| Exercise instructions |
Check the material that follows and say how many lines include the string "window", giving the number alone.

| Data shown |

────────────────

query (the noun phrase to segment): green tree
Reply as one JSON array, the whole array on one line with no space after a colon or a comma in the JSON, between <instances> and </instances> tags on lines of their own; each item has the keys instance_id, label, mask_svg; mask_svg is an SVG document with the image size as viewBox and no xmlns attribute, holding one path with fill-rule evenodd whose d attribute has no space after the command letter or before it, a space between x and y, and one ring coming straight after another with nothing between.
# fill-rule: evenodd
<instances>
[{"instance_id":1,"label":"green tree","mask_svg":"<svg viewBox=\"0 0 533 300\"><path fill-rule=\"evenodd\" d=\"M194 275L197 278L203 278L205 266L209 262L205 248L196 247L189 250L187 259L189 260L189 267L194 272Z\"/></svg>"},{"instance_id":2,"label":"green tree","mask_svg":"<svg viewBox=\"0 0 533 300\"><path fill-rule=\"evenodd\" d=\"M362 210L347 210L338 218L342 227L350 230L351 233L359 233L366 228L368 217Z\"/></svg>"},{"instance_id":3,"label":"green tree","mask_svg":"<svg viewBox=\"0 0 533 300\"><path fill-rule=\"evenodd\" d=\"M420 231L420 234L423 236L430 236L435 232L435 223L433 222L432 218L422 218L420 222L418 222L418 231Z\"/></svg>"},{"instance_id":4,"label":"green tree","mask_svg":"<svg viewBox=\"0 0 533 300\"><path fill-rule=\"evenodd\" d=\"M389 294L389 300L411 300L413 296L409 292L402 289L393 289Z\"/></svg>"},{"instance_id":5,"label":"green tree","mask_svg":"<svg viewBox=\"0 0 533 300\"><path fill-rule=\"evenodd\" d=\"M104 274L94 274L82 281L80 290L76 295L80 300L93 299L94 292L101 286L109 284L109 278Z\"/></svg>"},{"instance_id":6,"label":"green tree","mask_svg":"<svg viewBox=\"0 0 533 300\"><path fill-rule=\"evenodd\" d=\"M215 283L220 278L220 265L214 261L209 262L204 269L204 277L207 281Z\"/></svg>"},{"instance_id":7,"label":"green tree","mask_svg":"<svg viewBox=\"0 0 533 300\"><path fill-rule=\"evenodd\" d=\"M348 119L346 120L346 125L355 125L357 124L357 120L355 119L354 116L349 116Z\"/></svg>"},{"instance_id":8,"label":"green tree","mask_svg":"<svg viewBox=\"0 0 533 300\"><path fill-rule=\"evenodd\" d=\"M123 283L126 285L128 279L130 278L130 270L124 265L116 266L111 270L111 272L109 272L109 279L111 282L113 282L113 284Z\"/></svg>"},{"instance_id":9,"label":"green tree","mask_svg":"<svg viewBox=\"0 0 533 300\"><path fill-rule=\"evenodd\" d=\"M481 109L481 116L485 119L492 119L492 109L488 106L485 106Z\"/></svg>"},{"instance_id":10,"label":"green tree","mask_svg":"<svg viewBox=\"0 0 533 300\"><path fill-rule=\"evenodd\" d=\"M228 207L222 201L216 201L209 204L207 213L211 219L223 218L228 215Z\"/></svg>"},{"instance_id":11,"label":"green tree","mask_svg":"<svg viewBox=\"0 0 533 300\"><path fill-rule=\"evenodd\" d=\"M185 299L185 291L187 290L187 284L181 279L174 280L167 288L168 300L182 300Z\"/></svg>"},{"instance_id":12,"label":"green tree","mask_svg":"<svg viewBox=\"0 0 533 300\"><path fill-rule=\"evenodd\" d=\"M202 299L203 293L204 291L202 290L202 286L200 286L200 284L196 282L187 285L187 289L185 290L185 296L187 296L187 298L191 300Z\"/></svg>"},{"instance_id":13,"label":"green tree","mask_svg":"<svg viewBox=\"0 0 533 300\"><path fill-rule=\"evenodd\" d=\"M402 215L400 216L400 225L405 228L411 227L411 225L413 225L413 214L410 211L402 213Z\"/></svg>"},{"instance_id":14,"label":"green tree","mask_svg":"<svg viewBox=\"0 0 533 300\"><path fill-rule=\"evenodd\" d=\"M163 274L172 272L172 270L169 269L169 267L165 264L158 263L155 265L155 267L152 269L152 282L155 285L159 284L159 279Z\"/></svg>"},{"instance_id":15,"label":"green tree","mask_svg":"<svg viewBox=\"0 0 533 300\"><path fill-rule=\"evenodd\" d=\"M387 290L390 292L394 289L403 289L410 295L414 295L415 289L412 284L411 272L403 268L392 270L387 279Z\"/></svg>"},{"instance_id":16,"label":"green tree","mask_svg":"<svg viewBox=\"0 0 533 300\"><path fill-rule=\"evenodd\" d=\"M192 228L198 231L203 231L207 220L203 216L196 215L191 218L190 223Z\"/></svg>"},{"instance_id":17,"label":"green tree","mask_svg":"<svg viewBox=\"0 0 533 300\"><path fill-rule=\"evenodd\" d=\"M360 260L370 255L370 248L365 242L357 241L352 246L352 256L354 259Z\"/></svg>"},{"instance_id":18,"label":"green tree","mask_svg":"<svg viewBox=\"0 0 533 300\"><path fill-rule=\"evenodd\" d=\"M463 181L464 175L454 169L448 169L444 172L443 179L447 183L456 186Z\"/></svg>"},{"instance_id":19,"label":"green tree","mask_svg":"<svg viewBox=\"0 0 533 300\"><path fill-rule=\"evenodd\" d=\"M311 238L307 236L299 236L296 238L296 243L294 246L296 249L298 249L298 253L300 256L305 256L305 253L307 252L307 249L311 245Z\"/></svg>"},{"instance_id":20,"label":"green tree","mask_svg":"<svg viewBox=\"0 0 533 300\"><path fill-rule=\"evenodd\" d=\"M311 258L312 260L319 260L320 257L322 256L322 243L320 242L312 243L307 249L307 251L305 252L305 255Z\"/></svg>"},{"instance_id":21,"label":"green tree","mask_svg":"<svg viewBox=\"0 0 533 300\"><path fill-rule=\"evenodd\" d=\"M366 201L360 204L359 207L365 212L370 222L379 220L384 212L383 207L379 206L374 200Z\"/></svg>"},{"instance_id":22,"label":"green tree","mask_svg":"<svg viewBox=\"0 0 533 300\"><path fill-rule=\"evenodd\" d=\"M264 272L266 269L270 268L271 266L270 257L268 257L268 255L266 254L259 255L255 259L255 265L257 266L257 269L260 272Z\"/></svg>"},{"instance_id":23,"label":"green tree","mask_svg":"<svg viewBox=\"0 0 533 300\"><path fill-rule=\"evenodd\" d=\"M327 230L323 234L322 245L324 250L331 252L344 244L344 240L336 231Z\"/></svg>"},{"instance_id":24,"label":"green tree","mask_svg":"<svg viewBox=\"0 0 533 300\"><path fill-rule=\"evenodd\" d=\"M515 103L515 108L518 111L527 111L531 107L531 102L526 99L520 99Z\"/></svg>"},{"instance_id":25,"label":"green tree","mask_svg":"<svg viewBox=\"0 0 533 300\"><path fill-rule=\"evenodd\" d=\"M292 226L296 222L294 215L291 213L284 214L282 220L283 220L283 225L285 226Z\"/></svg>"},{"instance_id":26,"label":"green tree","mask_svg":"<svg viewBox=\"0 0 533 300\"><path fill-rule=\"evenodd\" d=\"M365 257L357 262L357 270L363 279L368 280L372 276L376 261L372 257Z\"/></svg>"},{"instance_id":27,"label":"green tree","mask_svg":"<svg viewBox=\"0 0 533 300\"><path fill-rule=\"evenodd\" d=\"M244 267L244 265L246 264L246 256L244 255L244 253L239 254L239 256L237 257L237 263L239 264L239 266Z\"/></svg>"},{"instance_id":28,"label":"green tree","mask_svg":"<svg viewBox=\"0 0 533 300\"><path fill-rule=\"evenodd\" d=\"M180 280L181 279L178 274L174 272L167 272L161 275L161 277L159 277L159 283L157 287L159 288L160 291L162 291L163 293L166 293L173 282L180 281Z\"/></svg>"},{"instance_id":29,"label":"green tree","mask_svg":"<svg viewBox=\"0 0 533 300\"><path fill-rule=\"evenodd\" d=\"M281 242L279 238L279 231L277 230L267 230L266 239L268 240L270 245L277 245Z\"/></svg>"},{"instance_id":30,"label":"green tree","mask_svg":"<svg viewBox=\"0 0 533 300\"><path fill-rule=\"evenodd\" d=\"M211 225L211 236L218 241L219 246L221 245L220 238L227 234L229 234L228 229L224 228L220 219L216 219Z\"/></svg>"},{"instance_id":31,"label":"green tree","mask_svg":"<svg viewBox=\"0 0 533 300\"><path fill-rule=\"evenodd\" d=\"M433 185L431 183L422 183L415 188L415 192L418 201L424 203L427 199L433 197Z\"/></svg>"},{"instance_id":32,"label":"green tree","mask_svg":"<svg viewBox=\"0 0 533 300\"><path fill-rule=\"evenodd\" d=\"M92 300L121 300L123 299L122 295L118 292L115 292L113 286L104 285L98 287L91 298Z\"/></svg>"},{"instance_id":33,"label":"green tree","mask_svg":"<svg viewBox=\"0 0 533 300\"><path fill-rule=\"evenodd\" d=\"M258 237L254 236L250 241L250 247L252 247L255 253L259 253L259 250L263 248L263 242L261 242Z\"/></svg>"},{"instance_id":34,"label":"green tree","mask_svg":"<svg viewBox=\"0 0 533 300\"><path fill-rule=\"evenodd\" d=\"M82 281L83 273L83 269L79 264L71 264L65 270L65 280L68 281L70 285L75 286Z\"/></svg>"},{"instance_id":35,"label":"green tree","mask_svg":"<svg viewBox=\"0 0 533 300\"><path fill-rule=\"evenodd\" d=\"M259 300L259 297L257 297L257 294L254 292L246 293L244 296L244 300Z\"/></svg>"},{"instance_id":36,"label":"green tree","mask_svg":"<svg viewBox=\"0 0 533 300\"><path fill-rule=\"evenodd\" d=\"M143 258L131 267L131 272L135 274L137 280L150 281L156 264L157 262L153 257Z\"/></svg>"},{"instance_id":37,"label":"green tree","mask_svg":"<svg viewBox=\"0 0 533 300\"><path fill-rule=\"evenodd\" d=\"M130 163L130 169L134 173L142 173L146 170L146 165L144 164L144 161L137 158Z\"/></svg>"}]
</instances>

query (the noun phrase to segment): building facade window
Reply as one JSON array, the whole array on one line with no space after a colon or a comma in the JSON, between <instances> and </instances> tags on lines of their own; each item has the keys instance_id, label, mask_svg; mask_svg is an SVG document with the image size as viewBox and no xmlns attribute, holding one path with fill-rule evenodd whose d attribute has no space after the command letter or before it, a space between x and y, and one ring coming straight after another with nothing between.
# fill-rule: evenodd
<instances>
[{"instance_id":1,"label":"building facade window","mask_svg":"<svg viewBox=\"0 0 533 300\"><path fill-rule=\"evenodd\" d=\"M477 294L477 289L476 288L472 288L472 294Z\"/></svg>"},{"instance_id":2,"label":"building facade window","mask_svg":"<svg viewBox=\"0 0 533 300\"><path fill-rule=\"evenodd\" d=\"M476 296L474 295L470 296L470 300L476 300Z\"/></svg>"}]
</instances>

────────────────

| Problem solution |
2